◆ **Required work**
Rewrite the lines of the listing from the one containing "If you would be willing to tag the seated" through the end, replacing "sunglasses" with "dark glasses" and leaving everything else unchanged.

____________________

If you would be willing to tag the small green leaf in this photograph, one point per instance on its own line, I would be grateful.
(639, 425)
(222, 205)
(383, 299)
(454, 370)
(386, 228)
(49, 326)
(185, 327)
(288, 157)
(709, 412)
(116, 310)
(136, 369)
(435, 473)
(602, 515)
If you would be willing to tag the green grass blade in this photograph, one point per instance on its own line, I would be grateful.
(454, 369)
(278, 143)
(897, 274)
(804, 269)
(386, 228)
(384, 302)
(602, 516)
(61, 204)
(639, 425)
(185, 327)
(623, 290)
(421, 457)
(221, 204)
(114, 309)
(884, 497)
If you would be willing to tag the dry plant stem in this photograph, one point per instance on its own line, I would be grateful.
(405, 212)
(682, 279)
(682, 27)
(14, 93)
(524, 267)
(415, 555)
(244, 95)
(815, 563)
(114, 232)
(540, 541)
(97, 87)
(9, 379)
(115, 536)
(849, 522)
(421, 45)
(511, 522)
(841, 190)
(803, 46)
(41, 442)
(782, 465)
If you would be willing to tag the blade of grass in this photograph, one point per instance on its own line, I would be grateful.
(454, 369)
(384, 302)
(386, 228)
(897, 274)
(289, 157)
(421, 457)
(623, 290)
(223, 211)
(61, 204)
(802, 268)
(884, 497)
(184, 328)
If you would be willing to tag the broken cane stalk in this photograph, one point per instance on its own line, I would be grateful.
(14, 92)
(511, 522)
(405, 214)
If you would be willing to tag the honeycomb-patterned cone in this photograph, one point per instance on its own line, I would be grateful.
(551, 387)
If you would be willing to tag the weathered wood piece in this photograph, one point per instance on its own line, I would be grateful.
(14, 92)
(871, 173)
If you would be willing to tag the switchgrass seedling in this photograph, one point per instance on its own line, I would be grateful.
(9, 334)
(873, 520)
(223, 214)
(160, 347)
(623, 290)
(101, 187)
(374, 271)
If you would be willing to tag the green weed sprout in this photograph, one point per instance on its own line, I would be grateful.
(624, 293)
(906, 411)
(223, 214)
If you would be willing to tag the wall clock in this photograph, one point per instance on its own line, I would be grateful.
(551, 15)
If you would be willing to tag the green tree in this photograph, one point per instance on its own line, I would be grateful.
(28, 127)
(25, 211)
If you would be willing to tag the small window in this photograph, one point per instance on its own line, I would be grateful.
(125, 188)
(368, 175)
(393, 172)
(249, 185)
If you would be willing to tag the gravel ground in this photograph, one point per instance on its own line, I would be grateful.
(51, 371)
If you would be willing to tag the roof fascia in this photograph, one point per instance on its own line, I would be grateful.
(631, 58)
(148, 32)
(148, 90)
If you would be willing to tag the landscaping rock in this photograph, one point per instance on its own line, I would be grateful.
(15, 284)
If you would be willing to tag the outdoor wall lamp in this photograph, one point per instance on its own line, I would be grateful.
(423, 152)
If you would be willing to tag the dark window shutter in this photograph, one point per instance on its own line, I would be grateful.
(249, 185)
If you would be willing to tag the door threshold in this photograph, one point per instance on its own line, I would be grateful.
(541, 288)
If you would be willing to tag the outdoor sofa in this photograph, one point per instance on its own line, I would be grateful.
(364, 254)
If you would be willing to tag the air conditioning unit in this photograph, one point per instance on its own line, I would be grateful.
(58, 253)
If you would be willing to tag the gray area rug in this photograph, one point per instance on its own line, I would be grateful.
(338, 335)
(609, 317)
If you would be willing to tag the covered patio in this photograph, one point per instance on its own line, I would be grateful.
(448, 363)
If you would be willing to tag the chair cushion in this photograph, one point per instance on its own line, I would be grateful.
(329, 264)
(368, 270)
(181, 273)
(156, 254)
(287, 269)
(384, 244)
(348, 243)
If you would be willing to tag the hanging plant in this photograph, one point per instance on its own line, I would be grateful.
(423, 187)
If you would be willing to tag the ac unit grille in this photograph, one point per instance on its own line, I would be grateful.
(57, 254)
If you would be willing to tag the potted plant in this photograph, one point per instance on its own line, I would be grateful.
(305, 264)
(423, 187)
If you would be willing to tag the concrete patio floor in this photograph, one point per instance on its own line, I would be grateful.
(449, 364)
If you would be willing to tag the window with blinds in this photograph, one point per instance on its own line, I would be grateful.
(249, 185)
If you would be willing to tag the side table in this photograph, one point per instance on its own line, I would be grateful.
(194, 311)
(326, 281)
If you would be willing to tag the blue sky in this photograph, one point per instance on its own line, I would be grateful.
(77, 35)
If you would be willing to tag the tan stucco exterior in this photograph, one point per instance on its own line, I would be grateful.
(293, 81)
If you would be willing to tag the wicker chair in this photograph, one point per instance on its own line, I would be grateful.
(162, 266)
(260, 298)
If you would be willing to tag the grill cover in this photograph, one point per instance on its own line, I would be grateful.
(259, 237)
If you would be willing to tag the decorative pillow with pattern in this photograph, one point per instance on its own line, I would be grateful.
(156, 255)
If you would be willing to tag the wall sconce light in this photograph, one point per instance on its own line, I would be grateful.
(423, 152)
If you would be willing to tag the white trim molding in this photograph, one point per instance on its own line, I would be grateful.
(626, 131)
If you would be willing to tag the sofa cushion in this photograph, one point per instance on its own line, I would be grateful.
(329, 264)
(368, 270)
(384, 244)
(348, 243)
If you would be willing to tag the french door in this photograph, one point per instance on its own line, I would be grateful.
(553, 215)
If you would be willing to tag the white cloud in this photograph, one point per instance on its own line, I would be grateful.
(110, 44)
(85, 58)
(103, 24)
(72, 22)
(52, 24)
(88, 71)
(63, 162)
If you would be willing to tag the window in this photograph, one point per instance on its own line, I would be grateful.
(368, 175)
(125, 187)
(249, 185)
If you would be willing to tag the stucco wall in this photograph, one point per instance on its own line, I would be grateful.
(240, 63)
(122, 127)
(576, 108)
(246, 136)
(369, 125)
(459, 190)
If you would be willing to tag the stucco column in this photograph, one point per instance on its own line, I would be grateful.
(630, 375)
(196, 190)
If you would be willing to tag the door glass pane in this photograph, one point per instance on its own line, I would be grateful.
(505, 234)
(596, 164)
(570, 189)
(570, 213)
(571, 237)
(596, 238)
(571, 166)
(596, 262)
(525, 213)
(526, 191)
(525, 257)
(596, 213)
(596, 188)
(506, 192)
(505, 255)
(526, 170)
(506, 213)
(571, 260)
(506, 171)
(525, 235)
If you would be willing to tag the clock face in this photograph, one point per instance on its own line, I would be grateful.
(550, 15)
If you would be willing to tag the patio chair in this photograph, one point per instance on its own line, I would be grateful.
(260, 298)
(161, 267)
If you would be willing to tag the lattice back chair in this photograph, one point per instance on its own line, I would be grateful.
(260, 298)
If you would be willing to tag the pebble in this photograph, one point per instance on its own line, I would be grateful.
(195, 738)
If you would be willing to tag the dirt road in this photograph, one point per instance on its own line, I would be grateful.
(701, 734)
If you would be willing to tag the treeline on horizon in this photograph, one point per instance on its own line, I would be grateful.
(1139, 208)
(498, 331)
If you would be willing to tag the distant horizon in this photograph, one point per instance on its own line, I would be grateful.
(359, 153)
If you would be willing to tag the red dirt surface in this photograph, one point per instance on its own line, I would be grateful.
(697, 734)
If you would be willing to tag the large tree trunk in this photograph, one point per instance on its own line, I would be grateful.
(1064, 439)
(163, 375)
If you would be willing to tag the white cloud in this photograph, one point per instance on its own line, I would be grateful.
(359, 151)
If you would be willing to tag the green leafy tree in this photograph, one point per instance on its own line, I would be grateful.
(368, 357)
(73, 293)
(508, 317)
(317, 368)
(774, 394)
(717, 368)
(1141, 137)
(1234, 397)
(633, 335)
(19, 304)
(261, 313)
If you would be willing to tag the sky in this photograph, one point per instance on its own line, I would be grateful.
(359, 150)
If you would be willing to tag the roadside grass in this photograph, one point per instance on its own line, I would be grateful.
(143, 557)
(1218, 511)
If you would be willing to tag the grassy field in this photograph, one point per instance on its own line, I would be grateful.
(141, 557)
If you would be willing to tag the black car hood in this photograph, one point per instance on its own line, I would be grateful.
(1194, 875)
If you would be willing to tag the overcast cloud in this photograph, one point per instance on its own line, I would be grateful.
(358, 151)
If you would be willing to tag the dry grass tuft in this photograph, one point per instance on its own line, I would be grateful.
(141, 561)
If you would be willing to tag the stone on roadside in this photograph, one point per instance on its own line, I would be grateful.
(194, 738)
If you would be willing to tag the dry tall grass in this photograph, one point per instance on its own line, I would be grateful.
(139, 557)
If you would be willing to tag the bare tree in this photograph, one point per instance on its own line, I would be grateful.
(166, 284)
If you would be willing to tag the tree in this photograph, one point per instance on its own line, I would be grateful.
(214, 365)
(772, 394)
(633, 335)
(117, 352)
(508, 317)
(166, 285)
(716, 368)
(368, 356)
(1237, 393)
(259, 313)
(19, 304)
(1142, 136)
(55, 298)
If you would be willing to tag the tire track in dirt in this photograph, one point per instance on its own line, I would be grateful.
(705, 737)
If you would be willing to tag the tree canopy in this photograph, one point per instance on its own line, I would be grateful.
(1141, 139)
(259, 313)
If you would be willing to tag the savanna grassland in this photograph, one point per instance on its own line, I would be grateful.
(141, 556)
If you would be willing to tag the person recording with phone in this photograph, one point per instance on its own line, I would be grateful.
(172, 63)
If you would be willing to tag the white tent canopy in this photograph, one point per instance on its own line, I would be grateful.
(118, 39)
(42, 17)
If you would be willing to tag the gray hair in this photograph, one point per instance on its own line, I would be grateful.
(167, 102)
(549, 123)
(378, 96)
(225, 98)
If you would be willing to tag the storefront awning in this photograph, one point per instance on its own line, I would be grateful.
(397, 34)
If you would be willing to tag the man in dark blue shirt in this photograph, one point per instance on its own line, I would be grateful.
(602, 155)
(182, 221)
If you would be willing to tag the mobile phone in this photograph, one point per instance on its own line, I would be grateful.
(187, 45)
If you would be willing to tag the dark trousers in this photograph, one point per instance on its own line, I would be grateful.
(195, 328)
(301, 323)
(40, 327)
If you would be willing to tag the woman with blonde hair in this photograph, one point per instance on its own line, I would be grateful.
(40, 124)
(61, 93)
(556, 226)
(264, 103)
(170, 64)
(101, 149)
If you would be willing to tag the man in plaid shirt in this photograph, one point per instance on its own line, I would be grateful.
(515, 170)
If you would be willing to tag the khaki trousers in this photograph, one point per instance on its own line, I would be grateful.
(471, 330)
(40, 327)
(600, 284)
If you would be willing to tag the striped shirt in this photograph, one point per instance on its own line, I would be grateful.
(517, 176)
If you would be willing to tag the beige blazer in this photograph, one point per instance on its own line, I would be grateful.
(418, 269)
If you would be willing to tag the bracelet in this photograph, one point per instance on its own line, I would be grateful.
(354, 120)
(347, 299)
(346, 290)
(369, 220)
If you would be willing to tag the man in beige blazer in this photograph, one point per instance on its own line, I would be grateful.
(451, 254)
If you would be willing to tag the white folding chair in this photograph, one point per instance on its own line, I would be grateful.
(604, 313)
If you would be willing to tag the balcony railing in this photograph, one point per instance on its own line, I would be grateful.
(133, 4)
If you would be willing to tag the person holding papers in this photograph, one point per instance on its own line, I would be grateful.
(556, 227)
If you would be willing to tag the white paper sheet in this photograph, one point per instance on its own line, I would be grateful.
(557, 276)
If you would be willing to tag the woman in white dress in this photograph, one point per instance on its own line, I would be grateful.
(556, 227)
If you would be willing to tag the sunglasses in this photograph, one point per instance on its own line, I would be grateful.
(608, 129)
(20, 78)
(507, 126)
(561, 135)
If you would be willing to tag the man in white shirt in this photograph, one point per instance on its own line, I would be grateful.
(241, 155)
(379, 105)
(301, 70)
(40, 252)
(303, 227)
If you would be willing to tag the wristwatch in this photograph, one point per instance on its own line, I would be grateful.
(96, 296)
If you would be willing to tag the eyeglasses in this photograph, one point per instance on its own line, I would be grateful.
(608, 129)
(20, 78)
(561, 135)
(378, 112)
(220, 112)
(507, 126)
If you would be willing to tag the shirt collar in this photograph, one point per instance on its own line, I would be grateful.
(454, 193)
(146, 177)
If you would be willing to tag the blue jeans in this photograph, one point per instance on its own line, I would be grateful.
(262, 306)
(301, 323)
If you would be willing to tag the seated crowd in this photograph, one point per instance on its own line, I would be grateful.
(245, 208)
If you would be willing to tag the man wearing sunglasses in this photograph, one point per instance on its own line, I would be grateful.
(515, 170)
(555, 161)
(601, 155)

____________________

◆ **Solution for this exercise**
If you would be willing to tag the seated crowd in this photograph, one point per instance on its own line, I would be grateful.
(245, 208)
If you would be willing to tag the man wearing dark glasses in this photograph, one point per instance on its own line, I would be grateful.
(515, 170)
(555, 161)
(601, 155)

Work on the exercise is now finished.